◆ **Excerpted text**
————————

Metabolomics strategies

Metabolism is an integrated network of pathways where what happens in one pathway in turn affects other pathways.

Metabolomics is the comprehensive analysis of all metabolites, the by-products of metabolism. It is a high-throughput analytical strategy which gives a snapshot of which compounds are present at relative levels at a specific time point by analysing as many metabolites as possible in one screen.

However as adjacent cells in a tissue can have very different metabolic profiles and since metabolites come from many different classes of chemicals no one analytical approach can detect all components of metabolism.

Below are some of the most common strategies for metabolomics which we specialise in within the Facility.

Metabolite profiling involves an un-biased, non-targeted analysis approach to identify as many metabolites as possible in a particular sample. We can target both positively and negatively charged ions.

A common approach to do this is to initially screen sample extracts for as wide a range of masses as possible using the state-of-the-art mass spectrometers available in the Facility. This is usually done using a TOF mass spectrometer which gives a wide dynamic range over a large mass range. This gives us large amounts of data which we interpret using multivariate data analysis techniques such as PCA and OPLS-DA. This is a rapid and high throughput screening method which can identify potential changing metabolites within our samples. This method does not however identify any particular compounds it merely identifies masses which are changing leading onto more targeted analyses. Database searches are used here to give potential or putative ID’s to any targets identified.

————————

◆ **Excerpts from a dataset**
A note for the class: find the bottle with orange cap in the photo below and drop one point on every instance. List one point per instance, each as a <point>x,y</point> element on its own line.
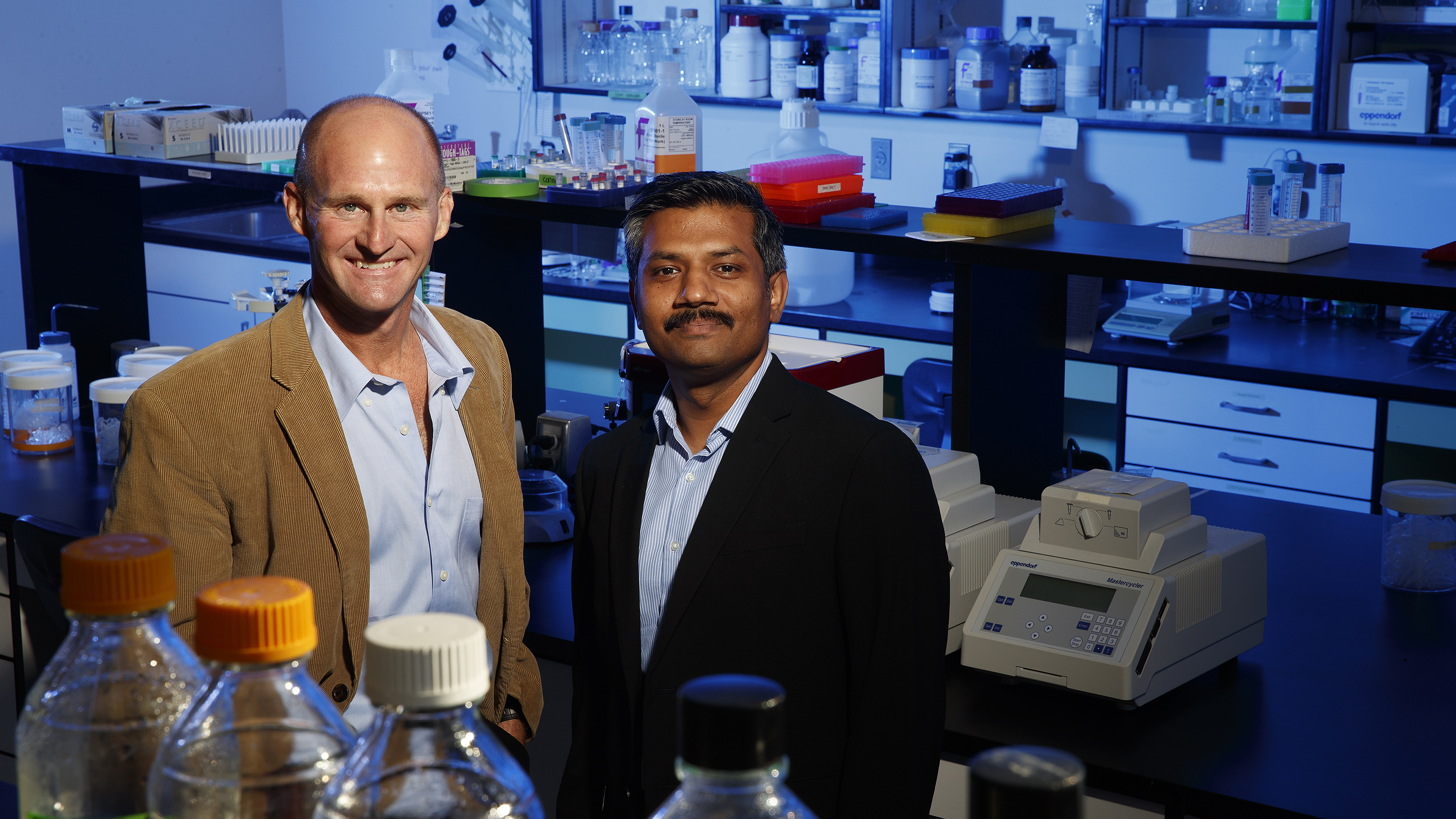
<point>261,739</point>
<point>101,709</point>
<point>429,753</point>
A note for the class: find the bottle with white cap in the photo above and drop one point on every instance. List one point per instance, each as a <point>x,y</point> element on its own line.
<point>429,753</point>
<point>404,85</point>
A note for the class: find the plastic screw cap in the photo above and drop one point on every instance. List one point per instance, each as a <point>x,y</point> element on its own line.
<point>427,661</point>
<point>1026,780</point>
<point>255,620</point>
<point>117,573</point>
<point>731,722</point>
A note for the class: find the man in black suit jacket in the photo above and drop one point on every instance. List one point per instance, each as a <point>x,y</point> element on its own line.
<point>806,549</point>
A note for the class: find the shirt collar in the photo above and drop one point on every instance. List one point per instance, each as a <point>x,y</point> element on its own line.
<point>348,377</point>
<point>666,412</point>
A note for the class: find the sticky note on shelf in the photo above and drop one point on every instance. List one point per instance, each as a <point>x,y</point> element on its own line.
<point>1059,133</point>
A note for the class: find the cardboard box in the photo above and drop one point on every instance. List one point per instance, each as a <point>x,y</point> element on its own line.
<point>91,127</point>
<point>174,131</point>
<point>459,158</point>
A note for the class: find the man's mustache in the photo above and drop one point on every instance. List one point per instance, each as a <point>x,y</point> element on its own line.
<point>698,313</point>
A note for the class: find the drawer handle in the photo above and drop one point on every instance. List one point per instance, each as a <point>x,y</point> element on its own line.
<point>1251,410</point>
<point>1251,461</point>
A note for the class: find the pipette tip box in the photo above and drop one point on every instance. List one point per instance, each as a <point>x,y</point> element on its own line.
<point>1289,241</point>
<point>1001,200</point>
<point>865,219</point>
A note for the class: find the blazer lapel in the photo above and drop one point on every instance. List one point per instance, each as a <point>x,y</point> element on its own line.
<point>750,453</point>
<point>311,422</point>
<point>629,492</point>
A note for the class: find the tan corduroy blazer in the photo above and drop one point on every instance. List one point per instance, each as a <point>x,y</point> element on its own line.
<point>238,456</point>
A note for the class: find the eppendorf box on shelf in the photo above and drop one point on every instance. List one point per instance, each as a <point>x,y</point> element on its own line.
<point>459,158</point>
<point>91,127</point>
<point>175,131</point>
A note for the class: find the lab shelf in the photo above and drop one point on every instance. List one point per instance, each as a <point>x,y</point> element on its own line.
<point>1213,24</point>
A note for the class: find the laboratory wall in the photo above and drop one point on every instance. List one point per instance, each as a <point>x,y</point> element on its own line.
<point>94,53</point>
<point>1394,194</point>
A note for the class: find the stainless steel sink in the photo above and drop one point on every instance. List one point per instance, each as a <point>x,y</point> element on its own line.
<point>263,222</point>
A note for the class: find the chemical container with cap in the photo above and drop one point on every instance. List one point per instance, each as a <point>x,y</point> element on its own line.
<point>731,742</point>
<point>261,739</point>
<point>108,404</point>
<point>15,360</point>
<point>429,753</point>
<point>40,401</point>
<point>404,85</point>
<point>1419,523</point>
<point>1027,780</point>
<point>101,709</point>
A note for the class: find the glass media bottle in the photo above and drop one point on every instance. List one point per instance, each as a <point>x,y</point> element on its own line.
<point>730,753</point>
<point>427,753</point>
<point>108,697</point>
<point>261,739</point>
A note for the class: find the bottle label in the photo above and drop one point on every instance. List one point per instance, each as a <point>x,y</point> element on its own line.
<point>975,75</point>
<point>1039,86</point>
<point>1084,81</point>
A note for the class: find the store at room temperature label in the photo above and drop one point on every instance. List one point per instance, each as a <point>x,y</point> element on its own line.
<point>667,145</point>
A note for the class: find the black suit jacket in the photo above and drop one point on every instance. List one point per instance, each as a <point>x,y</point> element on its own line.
<point>817,560</point>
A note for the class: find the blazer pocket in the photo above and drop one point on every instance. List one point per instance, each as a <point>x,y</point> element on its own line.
<point>765,539</point>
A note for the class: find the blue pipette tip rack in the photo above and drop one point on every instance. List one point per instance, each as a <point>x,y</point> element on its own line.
<point>865,219</point>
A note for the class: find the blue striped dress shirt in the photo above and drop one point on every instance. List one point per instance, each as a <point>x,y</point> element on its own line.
<point>676,488</point>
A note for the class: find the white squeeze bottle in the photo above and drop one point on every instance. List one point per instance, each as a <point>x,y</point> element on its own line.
<point>669,127</point>
<point>405,85</point>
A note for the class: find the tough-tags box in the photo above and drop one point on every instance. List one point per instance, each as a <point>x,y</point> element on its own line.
<point>91,127</point>
<point>459,158</point>
<point>174,131</point>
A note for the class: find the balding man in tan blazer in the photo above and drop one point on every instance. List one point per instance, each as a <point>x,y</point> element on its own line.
<point>283,450</point>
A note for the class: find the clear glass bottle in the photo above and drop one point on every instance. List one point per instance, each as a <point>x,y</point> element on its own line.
<point>429,753</point>
<point>261,741</point>
<point>101,709</point>
<point>730,753</point>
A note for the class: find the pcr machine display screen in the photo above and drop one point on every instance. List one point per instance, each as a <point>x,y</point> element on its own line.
<point>1068,592</point>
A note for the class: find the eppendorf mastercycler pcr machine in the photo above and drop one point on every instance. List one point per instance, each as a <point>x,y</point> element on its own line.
<point>1117,591</point>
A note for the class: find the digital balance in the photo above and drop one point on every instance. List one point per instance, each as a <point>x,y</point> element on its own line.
<point>1119,591</point>
<point>1170,313</point>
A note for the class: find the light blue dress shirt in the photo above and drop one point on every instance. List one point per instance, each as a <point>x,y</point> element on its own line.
<point>676,488</point>
<point>424,515</point>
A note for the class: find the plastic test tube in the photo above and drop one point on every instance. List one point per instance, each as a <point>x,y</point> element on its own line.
<point>1331,181</point>
<point>1261,196</point>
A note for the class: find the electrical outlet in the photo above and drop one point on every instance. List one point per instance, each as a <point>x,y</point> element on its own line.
<point>880,152</point>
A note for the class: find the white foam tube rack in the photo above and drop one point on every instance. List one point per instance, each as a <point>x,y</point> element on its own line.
<point>263,140</point>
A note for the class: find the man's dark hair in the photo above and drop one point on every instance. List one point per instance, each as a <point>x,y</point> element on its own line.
<point>303,166</point>
<point>695,190</point>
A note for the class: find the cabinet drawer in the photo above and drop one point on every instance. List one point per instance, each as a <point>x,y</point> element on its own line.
<point>1256,408</point>
<point>1257,459</point>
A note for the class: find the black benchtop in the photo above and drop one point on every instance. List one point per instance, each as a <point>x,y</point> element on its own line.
<point>1360,273</point>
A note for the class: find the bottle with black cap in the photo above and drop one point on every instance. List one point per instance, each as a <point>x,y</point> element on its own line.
<point>730,751</point>
<point>1026,780</point>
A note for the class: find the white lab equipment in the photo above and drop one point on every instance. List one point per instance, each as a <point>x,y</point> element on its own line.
<point>867,76</point>
<point>1170,313</point>
<point>745,57</point>
<point>1419,546</point>
<point>1120,592</point>
<point>1331,185</point>
<point>404,85</point>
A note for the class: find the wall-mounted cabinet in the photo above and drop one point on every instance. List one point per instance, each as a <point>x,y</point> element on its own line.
<point>1167,51</point>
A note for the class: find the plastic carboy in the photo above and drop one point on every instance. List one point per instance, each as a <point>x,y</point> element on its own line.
<point>108,697</point>
<point>731,738</point>
<point>429,753</point>
<point>261,739</point>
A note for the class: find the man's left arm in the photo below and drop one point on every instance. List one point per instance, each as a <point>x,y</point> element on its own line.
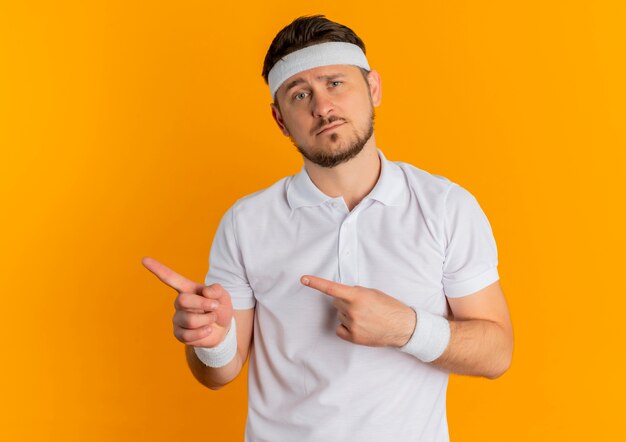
<point>481,334</point>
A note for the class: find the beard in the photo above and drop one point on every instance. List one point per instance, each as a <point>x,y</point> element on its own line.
<point>346,152</point>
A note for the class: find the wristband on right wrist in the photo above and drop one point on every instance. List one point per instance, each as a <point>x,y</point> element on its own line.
<point>221,354</point>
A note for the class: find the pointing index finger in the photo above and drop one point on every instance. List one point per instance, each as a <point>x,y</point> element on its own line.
<point>330,288</point>
<point>170,277</point>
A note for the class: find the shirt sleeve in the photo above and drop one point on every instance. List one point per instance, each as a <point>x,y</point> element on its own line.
<point>471,255</point>
<point>226,265</point>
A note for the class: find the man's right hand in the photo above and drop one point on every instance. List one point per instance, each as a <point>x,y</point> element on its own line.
<point>203,313</point>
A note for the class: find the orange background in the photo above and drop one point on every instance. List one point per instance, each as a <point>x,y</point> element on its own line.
<point>128,128</point>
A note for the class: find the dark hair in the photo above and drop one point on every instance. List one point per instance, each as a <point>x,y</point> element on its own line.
<point>307,31</point>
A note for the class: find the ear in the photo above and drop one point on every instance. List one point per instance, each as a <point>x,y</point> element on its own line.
<point>279,119</point>
<point>376,87</point>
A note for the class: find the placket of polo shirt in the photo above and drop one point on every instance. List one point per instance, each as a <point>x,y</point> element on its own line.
<point>348,246</point>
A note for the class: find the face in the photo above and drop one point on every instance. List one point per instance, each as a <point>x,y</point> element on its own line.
<point>327,112</point>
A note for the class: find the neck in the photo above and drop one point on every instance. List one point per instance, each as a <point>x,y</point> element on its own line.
<point>352,180</point>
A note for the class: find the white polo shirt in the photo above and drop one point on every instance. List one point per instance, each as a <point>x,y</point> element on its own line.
<point>417,236</point>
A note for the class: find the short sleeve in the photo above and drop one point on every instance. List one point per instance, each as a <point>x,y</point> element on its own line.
<point>471,255</point>
<point>226,265</point>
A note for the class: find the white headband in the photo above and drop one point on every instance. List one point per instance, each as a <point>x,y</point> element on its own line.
<point>323,54</point>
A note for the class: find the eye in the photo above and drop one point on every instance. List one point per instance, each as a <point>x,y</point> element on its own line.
<point>300,96</point>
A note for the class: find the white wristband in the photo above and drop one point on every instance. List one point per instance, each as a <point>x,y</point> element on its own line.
<point>221,354</point>
<point>430,337</point>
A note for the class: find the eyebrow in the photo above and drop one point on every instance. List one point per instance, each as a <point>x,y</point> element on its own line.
<point>301,80</point>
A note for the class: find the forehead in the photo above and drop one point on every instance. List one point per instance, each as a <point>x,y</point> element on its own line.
<point>320,73</point>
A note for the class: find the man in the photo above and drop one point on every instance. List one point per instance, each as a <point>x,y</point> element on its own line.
<point>359,284</point>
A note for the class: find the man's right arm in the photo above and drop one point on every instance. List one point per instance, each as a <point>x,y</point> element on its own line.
<point>216,378</point>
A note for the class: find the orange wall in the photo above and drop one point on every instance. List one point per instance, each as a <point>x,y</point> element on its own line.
<point>128,128</point>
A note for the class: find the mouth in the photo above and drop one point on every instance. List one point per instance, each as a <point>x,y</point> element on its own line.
<point>330,127</point>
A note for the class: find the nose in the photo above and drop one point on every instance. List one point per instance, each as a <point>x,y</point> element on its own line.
<point>321,104</point>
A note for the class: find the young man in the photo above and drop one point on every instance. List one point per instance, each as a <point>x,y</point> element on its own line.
<point>363,282</point>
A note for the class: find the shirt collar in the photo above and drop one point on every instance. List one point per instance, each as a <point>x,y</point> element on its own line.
<point>390,189</point>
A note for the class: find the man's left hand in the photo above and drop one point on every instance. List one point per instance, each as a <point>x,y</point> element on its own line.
<point>367,316</point>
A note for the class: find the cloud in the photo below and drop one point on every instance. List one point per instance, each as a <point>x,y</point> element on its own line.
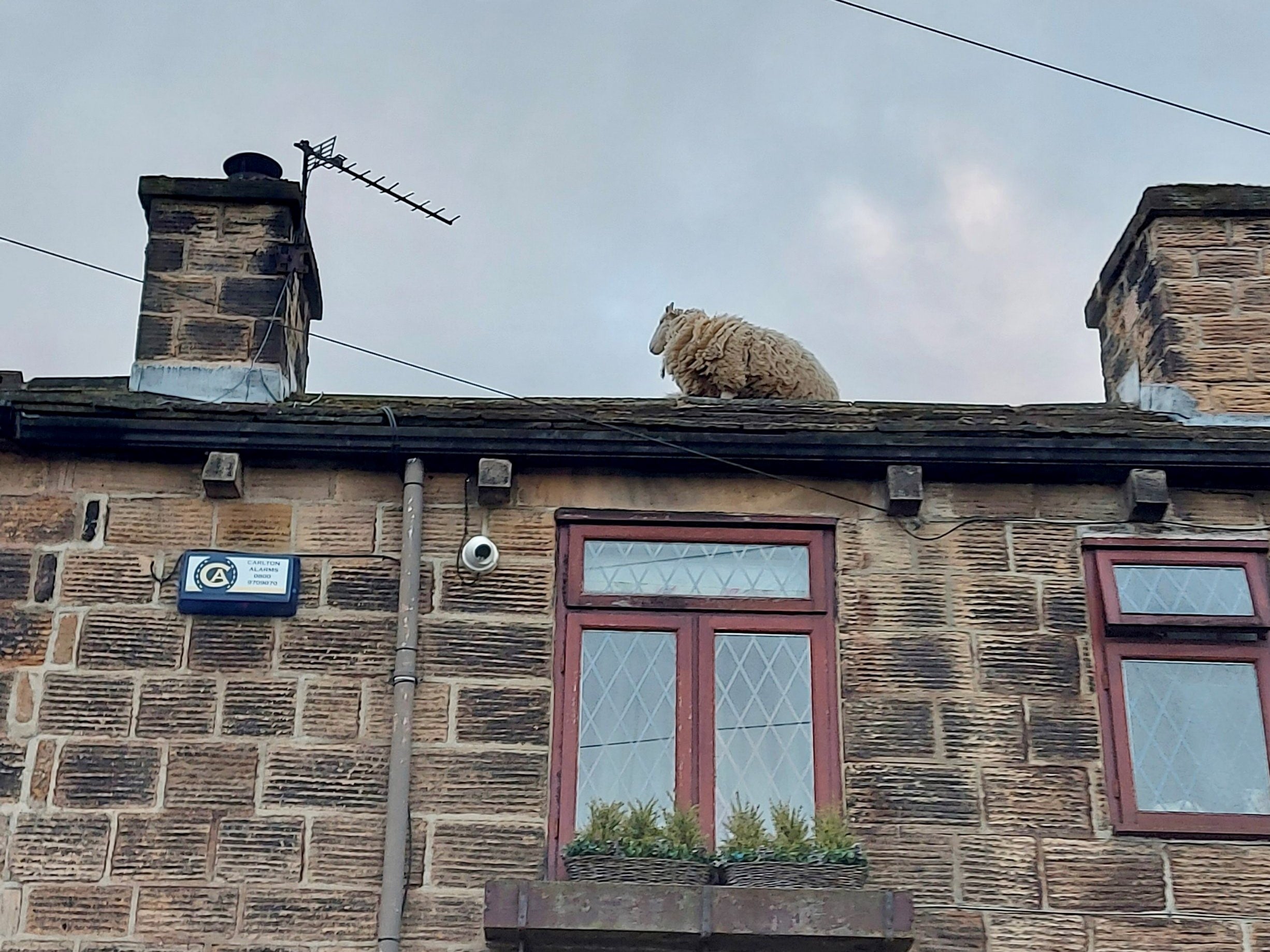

————————

◆ **Exercise prompt**
Can you rewrite the stretch of the metabolomics text from "Metabolism is an" through "components of metabolism.", renaming "metabolites" to "small molecules" each time it appears?

◆ **Response to this task**
Metabolism is an integrated network of pathways where what happens in one pathway in turn affects other pathways.

Metabolomics is the comprehensive analysis of all small molecules, the by-products of metabolism. It is a high-throughput analytical strategy which gives a snapshot of which compounds are present at relative levels at a specific time point by analysing as many small molecules as possible in one screen.

However as adjacent cells in a tissue can have very different metabolic profiles and since small molecules come from many different classes of chemicals no one analytical approach can detect all components of metabolism.